■ **SOURCE EXTRACT**
^^^^^^^^^^^^^^^^

Instead, I'm moving back to 1932.  That was a crucial year, too, when the Democratic Party moved to the left, nominated Franklin Delano Roosevelt, and crushed the incumbent Republican Herbert Hoover in November.  Congress got the message and began the repeal of Prohibition already the following February, before Roosevelt was inaugurated in March.  (Yes, inauguration was later then.)  Congress would adopt most of FDR's New Deal programs, and the nation (and world) began pulling out of the Great Depression in which it had plunged -- partly because of low wages and high prices caused by tariffs, just like now.

^^^^^^^^^^^^^^^^

■ **Source records**
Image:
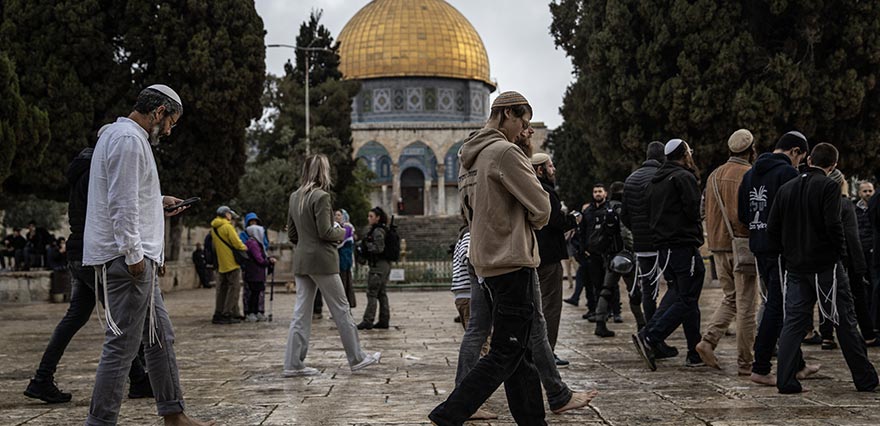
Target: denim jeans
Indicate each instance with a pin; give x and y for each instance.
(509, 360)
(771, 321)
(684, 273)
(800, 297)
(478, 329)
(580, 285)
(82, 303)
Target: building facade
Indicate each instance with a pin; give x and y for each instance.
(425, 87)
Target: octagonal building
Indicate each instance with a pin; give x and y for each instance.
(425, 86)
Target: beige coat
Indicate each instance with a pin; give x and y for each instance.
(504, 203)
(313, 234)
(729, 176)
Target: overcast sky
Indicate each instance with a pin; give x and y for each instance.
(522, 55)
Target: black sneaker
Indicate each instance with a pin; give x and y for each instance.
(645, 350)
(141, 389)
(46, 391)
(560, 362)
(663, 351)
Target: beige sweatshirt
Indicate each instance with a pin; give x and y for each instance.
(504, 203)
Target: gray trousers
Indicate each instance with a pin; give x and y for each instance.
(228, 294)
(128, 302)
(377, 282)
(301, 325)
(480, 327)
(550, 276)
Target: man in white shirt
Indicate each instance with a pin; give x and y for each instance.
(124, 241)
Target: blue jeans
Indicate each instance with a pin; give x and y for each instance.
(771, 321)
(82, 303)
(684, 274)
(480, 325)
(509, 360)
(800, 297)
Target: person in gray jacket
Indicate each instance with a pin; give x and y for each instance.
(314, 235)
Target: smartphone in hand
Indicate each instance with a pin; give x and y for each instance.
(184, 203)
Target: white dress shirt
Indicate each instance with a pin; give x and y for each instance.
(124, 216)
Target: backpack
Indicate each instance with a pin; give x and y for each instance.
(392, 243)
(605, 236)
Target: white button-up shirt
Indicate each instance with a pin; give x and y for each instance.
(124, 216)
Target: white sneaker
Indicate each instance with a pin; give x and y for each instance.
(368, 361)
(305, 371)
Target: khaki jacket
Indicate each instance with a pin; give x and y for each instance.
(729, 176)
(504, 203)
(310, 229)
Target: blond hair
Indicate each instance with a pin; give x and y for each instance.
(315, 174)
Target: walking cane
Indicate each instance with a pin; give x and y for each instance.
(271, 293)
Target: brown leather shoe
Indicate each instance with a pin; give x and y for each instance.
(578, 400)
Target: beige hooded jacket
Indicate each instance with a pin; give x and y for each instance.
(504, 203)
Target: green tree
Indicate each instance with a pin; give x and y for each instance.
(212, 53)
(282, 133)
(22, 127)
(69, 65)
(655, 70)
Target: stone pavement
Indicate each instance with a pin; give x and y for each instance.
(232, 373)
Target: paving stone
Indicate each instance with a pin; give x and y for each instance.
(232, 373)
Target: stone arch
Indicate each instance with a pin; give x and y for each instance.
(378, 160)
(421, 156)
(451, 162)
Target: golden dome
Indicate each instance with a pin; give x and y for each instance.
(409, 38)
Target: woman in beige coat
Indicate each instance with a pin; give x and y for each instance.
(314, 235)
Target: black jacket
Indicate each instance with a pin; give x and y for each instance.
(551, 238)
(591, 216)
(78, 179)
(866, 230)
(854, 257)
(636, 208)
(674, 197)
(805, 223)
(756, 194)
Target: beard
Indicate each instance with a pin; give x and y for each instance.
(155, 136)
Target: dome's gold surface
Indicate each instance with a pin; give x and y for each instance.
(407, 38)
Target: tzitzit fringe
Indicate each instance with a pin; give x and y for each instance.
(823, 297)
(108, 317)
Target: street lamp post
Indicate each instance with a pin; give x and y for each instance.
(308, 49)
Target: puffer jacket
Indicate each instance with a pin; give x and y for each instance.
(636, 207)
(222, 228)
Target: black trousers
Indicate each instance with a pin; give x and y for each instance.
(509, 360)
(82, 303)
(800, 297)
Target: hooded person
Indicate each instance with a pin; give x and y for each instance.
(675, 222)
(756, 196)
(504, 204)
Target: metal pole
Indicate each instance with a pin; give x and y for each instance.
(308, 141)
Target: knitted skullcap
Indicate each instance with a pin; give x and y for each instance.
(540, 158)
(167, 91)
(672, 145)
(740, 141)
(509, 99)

^^^^^^^^^^^^^^^^

■ **PARTS OF THE EXERCISE**
1) Summarize the excerpt on 1932 in two sentences.
2) Set down, word for word, the portion of the excerpt on 1932 that opens with the words containing "Instead, I'm moving" and closes with "just like now.".

■ **PROBLEM SOLUTIONS**
1) In 1932 the Democratic Party moved to the left, nominated Franklin Delano Roosevelt, and crushed the incumbent Republican Herbert Hoover in November, and Congress began the repeal of Prohibition the following February, before Roosevelt's March inauguration. Congress would adopt most of the New Deal programs, and the nation and the world began pulling out of the Great Depression.

2)
Instead, I'm moving back to 1932.  That was a crucial year, too, when the Democratic Party moved to the left, nominated Franklin Delano Roosevelt, and crushed the incumbent Republican Herbert Hoover in November.  Congress got the message and began the repeal of Prohibition already the following February, before Roosevelt was inaugurated in March.  (Yes, inauguration was later then.)  Congress would adopt most of FDR's New Deal programs, and the nation (and world) began pulling out of the Great Depression in which it had plunged -- partly because of low wages and high prices caused by tariffs, just like now.